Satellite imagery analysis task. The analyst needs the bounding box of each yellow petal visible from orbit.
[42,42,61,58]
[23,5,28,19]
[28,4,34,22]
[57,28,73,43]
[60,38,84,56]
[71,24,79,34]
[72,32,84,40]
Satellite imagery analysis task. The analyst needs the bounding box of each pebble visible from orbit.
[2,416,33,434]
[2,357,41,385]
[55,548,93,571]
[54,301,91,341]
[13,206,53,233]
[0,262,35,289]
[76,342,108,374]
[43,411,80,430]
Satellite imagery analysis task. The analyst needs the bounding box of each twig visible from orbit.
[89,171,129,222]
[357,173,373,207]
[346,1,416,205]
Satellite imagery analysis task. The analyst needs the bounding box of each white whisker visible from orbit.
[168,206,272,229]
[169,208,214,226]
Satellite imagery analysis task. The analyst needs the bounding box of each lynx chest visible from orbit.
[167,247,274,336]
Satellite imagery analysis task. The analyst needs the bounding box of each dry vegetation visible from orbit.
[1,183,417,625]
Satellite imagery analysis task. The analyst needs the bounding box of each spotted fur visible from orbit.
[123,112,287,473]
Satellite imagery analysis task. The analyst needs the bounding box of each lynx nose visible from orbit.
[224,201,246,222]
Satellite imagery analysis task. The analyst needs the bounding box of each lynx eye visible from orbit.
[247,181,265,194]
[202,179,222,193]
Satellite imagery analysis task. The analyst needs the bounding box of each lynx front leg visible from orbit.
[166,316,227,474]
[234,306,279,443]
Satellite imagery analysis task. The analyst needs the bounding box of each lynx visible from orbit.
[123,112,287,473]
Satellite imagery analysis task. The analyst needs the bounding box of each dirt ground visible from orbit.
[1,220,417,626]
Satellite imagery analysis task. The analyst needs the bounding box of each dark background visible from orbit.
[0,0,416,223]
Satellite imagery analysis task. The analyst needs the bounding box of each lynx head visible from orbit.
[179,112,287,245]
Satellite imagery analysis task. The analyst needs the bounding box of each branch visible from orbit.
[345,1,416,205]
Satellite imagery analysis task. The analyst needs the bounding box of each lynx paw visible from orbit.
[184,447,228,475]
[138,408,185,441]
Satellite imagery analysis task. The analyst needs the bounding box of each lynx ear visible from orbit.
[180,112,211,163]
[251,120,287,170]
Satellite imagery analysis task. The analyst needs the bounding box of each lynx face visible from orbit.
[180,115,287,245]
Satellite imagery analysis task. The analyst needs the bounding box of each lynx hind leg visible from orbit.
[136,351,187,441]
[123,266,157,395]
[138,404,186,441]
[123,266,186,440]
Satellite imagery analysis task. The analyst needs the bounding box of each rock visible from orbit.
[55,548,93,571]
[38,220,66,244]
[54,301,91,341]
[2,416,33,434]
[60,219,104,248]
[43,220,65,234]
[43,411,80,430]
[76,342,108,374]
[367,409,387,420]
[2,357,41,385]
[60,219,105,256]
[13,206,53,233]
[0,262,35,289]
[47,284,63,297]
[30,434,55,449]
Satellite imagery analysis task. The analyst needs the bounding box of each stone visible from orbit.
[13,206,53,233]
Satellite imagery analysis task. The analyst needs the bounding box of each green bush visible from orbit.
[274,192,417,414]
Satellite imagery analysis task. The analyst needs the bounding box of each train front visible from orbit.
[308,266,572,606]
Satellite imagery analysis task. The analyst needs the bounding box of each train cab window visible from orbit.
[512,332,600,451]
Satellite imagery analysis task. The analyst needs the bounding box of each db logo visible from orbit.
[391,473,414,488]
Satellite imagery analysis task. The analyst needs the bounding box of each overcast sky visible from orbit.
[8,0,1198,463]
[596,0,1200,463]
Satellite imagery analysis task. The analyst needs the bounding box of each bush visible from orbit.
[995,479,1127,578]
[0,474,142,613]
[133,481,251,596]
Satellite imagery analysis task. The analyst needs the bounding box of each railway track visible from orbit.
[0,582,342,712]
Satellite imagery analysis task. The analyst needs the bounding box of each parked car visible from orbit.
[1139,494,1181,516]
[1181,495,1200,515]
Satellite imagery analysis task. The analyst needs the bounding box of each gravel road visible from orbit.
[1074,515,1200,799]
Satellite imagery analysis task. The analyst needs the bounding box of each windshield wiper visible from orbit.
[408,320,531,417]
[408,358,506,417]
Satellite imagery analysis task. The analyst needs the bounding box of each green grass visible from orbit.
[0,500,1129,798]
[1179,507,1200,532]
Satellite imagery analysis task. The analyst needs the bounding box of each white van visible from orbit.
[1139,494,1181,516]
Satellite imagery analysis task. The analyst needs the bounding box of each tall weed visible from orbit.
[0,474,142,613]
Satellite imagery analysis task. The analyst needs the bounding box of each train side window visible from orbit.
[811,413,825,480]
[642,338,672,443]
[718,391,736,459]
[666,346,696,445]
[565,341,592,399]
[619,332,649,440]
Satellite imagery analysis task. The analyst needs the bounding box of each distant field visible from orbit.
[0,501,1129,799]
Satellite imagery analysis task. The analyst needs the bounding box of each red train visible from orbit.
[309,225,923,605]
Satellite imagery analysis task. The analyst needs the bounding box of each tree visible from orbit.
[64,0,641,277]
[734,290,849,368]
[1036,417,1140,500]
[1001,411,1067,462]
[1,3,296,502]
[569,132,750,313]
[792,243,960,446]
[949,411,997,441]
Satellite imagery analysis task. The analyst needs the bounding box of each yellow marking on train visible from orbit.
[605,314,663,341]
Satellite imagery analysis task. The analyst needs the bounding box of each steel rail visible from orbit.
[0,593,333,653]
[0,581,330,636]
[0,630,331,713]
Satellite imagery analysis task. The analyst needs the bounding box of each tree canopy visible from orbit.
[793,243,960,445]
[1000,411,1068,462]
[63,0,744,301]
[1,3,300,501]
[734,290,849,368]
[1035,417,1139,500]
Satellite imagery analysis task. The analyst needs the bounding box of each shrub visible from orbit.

Task prompt:
I would like you to restate word for word the lines from the one with "van visible from orbit." through the last line of the material above, and only those.

Answer to the exercise:
Satellite imagery analysis task. The analyst needs the bounding box of each white van visible from orbit.
[1139,494,1181,516]
Satellite imagery analysis task. The analyst needs the bounding box of each tall weed visible from orbit.
[0,474,142,613]
Satellite imagery analysis task. The analyst needs the bounding box of each train side window visible from orbit.
[811,413,825,480]
[642,338,672,443]
[718,391,736,459]
[666,346,696,445]
[565,341,592,399]
[619,332,649,440]
Satellite imagery analysis task. The analyst needs the bounding box of each distant field visible from orbit.
[0,501,1129,799]
Satellite imagery analysis task. The analyst needs the bounding box of each red train visible from orbit.
[309,225,923,605]
Satellite imagery analysis task. The analyst needs the bounding box of each tree visible from orbit.
[64,0,641,277]
[734,290,849,368]
[1036,417,1140,500]
[1001,411,1067,462]
[1,3,296,502]
[569,132,750,313]
[792,243,960,446]
[949,411,997,441]
Satellite imagery analysis task. The analyst needs the bounding box of each yellow marking on train visible from orbit.
[605,314,663,341]
Satellite imagery analysis task. The analyst needs the bounding box of each steel rail visible from orbit.
[0,593,333,653]
[0,581,330,636]
[0,630,331,713]
Satellite imagery analysis task. The analyst needs the bounding box of each tree canopy visible from orbit.
[793,243,960,445]
[1000,411,1068,462]
[63,0,744,301]
[1,3,300,501]
[734,290,849,368]
[1035,417,1139,500]
Satellite imagery analysis task. The analyst needs the bounding box of each shrub visible from orbit.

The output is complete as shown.